==== Records supplied ====

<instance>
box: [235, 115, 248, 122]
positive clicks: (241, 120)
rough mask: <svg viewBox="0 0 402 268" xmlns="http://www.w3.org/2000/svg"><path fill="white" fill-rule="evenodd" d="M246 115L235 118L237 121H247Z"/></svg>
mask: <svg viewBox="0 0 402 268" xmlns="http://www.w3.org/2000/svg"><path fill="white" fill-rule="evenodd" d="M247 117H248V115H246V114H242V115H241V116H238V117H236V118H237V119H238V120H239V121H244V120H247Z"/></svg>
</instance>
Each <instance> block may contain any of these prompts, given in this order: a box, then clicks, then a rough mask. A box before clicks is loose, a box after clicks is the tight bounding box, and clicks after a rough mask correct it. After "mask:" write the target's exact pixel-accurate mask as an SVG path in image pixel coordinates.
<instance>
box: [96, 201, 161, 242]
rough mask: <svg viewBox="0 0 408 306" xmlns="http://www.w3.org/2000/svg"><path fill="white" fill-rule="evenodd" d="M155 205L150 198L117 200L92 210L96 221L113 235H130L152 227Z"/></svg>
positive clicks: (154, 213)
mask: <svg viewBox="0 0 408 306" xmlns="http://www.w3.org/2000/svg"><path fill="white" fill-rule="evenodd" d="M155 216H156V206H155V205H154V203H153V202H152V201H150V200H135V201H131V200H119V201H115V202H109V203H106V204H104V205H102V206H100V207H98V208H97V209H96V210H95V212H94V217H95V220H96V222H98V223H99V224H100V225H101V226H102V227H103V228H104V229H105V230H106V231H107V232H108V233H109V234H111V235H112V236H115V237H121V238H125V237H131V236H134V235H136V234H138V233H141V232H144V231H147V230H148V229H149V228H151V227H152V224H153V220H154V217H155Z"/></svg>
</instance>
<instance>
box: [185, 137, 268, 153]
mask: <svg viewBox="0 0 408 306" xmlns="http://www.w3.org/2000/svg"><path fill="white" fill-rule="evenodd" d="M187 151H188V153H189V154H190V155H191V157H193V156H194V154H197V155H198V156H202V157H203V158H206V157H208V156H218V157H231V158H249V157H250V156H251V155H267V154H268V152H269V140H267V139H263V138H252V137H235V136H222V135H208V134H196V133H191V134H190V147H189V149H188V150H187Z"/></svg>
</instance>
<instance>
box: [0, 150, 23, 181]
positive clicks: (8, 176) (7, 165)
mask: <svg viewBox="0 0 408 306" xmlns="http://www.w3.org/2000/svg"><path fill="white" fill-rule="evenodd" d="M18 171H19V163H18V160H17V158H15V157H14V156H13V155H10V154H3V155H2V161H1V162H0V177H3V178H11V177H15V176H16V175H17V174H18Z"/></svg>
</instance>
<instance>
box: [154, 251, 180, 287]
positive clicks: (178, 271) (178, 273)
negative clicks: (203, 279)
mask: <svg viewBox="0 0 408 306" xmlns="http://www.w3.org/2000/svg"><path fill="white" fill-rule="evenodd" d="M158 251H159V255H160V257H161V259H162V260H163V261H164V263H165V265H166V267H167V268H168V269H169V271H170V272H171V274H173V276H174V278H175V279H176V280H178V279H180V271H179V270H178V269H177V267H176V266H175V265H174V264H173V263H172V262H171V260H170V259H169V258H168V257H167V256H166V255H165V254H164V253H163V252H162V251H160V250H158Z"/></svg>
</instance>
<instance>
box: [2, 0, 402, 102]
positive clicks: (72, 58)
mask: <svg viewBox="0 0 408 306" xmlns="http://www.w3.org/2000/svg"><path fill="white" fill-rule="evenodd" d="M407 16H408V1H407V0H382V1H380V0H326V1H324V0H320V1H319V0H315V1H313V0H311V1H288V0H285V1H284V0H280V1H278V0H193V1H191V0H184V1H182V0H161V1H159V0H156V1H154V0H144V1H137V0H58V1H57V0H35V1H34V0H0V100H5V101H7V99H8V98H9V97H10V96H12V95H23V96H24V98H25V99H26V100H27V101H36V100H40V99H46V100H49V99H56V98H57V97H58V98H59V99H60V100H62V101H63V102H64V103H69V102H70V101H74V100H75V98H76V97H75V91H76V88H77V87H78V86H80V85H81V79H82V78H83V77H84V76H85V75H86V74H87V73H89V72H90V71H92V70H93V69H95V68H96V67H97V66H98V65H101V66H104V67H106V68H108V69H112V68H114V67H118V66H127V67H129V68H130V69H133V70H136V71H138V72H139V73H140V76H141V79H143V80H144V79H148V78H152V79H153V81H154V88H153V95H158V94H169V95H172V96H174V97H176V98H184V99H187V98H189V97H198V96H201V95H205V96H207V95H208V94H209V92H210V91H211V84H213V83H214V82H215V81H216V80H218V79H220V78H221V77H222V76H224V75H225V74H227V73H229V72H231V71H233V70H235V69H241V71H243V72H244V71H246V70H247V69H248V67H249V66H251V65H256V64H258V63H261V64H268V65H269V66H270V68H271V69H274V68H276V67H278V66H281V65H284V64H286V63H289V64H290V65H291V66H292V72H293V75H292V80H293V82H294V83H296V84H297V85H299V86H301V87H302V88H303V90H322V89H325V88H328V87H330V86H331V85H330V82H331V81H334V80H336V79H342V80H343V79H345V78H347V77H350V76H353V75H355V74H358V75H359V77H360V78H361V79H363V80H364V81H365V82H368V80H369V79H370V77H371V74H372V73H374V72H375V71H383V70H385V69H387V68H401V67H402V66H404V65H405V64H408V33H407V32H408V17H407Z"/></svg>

====

» **Description of the task**: Pull out each line above that contains the word "clicks". Case matters.

» **Task response**:
positive clicks: (241, 120)
Each <instance> block may contain any of these prompts, given in this order: a box, then clicks, then a rough mask. A box before clicks is loose, a box after clicks is the tight bounding box, and clicks after a rough mask correct it. After "mask:" write the target's exact pixel-accurate mask as an SVG path in image pixel coordinates.
positive clicks: (154, 213)
positive clicks: (8, 176) (7, 165)
positive clicks: (178, 271) (178, 273)
negative clicks: (203, 279)
positive clicks: (72, 58)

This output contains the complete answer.